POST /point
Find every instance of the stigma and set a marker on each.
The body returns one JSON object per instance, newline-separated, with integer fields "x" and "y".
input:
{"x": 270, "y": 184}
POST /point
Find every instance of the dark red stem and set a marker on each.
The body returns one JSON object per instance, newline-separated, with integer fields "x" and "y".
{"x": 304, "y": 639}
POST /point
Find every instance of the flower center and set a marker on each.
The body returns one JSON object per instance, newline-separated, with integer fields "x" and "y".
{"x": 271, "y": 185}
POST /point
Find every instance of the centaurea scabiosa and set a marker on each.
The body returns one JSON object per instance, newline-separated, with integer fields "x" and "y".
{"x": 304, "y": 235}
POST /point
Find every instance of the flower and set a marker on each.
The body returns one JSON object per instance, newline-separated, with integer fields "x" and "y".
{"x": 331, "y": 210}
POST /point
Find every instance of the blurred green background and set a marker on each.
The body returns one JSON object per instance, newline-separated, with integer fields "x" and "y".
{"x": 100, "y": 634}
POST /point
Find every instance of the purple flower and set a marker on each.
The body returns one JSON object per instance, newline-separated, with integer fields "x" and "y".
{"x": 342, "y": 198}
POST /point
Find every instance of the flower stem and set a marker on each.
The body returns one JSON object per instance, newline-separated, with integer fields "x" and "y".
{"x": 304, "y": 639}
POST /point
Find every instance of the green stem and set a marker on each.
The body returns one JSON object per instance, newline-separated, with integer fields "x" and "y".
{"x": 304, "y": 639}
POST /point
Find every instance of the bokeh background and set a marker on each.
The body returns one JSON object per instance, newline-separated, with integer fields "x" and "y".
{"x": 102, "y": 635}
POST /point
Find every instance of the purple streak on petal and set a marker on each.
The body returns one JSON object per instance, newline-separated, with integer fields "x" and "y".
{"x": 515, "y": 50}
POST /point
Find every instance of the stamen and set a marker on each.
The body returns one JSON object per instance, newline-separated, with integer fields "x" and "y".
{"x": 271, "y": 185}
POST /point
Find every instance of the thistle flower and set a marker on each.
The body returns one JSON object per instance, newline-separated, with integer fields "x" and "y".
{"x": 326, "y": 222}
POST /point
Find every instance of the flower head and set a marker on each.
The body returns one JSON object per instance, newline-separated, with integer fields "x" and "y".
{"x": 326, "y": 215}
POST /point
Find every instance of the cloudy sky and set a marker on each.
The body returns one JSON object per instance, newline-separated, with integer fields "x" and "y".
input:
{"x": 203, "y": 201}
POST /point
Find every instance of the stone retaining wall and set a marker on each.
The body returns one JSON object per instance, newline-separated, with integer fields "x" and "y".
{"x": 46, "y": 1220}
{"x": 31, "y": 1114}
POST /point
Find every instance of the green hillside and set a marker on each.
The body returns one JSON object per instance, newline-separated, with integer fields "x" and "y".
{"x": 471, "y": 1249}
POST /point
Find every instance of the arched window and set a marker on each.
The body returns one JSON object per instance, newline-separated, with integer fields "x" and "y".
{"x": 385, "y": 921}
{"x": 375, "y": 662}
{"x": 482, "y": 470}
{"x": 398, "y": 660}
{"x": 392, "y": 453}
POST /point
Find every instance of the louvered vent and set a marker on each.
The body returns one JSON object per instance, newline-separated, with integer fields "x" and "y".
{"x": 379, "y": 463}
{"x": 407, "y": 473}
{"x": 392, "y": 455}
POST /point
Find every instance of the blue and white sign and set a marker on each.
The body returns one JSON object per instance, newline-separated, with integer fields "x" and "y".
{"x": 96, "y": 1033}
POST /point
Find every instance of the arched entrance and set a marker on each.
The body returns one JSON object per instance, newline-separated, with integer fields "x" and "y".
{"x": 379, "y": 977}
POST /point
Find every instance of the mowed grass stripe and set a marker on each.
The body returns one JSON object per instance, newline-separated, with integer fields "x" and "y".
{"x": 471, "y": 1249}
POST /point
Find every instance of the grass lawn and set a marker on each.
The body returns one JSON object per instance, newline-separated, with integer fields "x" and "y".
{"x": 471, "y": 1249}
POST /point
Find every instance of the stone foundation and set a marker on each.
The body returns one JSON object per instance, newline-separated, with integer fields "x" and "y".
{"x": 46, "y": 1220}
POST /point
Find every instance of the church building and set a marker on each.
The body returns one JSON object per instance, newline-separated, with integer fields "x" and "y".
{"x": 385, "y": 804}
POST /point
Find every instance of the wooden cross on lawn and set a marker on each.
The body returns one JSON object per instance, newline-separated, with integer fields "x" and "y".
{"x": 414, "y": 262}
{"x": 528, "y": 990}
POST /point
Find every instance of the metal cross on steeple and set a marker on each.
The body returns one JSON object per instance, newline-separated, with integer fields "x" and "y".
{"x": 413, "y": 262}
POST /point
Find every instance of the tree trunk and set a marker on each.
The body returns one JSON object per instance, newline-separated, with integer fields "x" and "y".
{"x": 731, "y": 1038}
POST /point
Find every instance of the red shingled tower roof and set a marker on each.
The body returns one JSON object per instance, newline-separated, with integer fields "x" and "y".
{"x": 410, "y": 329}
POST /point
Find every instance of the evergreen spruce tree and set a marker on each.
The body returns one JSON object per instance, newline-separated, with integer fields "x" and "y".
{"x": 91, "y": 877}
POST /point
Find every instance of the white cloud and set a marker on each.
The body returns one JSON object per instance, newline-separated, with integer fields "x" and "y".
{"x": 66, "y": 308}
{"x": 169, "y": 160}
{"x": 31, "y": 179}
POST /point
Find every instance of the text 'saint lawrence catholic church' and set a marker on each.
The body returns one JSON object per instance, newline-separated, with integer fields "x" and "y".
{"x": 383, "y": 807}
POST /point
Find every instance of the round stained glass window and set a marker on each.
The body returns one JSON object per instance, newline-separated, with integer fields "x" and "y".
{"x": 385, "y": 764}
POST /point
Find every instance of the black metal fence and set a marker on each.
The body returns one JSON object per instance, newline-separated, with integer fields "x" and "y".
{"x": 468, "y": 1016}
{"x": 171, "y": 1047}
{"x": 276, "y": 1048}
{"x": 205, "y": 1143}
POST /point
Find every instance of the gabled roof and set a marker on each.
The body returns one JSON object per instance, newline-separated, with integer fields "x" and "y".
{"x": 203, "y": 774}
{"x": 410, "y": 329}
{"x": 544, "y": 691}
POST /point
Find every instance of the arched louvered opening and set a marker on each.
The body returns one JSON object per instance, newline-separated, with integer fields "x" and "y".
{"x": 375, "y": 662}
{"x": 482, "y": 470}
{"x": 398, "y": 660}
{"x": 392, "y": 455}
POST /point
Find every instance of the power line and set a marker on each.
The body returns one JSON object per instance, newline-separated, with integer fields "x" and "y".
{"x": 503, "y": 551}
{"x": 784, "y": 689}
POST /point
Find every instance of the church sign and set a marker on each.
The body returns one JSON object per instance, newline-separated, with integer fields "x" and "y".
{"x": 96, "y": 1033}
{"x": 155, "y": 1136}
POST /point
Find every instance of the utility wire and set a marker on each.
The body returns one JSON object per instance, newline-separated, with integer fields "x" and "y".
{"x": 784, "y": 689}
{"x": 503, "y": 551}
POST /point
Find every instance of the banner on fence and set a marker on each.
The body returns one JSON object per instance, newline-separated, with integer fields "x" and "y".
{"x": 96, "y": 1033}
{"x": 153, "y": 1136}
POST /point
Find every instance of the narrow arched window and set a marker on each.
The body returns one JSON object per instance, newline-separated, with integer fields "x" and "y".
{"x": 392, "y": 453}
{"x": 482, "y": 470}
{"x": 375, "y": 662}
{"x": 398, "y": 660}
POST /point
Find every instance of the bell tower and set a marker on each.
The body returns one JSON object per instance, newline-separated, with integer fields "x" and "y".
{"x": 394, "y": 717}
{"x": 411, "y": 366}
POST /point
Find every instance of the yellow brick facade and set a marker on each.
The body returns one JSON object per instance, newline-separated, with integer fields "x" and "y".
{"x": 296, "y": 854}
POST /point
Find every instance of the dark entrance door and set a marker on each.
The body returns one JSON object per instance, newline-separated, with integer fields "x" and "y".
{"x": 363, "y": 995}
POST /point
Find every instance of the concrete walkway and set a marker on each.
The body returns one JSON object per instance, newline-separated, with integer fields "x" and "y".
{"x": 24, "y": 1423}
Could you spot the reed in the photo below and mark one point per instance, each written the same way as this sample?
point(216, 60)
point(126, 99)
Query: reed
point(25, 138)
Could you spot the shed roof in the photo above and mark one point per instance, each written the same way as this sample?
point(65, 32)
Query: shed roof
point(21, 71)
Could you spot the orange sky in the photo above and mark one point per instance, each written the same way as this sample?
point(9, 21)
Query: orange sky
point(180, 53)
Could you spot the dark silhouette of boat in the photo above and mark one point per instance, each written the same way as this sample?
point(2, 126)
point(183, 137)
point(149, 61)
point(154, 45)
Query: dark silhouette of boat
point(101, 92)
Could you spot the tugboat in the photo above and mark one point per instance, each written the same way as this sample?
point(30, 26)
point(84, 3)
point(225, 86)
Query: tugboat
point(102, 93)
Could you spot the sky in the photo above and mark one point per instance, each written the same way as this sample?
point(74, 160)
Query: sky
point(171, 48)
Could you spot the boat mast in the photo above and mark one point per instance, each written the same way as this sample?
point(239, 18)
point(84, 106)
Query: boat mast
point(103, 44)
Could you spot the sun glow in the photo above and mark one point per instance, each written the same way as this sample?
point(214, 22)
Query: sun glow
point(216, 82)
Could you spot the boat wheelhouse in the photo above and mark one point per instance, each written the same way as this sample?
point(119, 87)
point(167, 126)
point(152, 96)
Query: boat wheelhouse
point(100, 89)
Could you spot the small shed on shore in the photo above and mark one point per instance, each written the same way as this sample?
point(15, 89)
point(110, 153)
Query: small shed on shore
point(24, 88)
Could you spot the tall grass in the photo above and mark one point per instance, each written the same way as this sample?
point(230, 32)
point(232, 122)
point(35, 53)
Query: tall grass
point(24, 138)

^^^^^^^^^^^^^^^^

## TO DO
Please count the lines in the records that hold the string "metal", and give the number alone.

## SOLUTION
2